» Lista de tarefas:
A - No texto sobre planejamento tributário, entre quantas entidades a empresa de calçados dividiu as receitas de venda de produtos?
B - Transcreva fielmente o trecho do texto sobre planejamento tributário que vai de "No Brasil, a" até "simulação (evasão fiscal).".

» Texto de leitura:

Definir os limites do planejamento tributário é provavelmente uma das questões mais polêmicas em matéria tributária. Embora o debate não seja recente, a questão tomou corpo globalmente após a crise financeira de 2008, que foi seguida por um período de austeridade fiscal e corte de despesas públicas.

Nos países desenvolvidos, vozes a favor de um sistema tributário mais "igualitário" culminaram em iniciativas como o Projeto Beps, um esforço multilateral da OCDE e dos países do G-20 para desenvolver regras de combate à transferência artificial de lucros para países com baixa tributação, além de normas sobre transparência fiscal (divulgação e troca de informações entre países).

No Brasil, a discussão sobre a legitimidade das estruturas de planejamento tributário tomou contornos distintos ao longo do tempo. Historicamente, sempre se admitiu o pleno direito do contribuinte de organizar seus negócios de modo a afastar a tributação mais gravosa (elisão fiscal), ressalvadas as hipóteses de abuso, caracterizado pela presença de dolo, fraude ou simulação (evasão fiscal).

Essa concepção tradicional é fortemente apoiada em princípios constitucionais, como o princípio da legalidade em matéria tributária, o princípio da livre iniciativa e o princípio da segurança jurídica. É a ideia de que o empresário, diante de diversas alternativas possíveis para a realização de um negócio, pode adotar aquela que resulte em menor custo tributário, desde que não exista proibição expressa. Em certa medida, esse direito de economizar tributos também pode ser visto como uma "obrigação", representada pelo dever fiduciário do administrador de uma empresa, perante os acionistas, de buscar a maximização de lucros.

Há exemplos interessantes de manifestações do Poder Judiciário durante esse "período legalista". Um deles é um caso julgado no início da década de 90, em que uma empresa de calçados dividiu as receitas de venda de produtos entre oito entidades diferentes, todas detidas pelos mesmos sócios, para que cada uma pudesse, individualmente, usufruir os benefícios do regime do lucro presumido. Ou ainda casos envolvendo a incorporação societária de empresa lucrativa por empresa deficitária, cujo intuito principal era otimizar o consumo de prejuízos fiscais acumulados.

Em ambos os exemplos, convalidou-se no Judiciário a ideia de que o empresário pode adotar estruturas tributariamente eficientes, mas essa prerrogativa não se aplica quando se verifica excessiva artificialidade nas operações praticadas e claro descompasso entre a intenção e a forma adotada, o que sinalizaria a existência de fraude ou simulação. Durante o período legalista, a "presunção de legitimidade" somente poderia ser afastada diante de abuso excessivo, a exemplo de uma segregação artificial de receitas ou a realização de incorporação societária de forma inversa do que os elementos da operação evidenciavam, como de fato ocorreu nos casos citados.

É interessante notar que o período legalista sofreu influência da chamada doutrina voluntarista da "simulação". Essa doutrina identifica um vício no negócio jurídico somente quando as partes inventam ou escondem um fato específico no contexto de negócios jurídicos vistos isoladamente entre si, isto é, quando há claro descompasso entre a vontade real e a vontade declarada nos atos.

» Material:
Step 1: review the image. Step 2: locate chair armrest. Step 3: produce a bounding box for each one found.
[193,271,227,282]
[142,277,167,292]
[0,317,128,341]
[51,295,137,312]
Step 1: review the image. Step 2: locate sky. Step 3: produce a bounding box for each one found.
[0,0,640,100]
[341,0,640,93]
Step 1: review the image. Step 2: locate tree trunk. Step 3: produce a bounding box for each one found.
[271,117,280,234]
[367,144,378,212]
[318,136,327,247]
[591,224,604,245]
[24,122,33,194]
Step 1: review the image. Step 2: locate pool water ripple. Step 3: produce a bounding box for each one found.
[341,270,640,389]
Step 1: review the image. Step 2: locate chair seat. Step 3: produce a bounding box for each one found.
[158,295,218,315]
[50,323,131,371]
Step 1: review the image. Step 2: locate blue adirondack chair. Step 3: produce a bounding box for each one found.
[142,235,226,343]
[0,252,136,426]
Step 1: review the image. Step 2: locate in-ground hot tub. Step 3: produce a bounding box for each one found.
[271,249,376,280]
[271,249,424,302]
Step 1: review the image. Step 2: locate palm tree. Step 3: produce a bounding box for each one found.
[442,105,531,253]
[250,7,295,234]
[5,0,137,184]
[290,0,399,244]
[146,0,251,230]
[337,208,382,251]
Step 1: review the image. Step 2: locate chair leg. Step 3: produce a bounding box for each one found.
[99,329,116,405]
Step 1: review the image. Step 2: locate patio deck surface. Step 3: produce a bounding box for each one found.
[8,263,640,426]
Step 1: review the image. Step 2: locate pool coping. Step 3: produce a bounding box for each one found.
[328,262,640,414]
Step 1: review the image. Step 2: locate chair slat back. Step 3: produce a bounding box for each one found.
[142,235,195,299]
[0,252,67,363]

» Respostas completas:
A - Entre oito entidades.

B -
No Brasil, a discussão sobre a legitimidade das estruturas de planejamento tributário tomou contornos distintos ao longo do tempo. Historicamente, sempre se admitiu o pleno direito do contribuinte de organizar seus negócios de modo a afastar a tributação mais gravosa (elisão fiscal), ressalvadas as hipóteses de abuso, caracterizado pela presença de dolo, fraude ou simulação (evasão fiscal).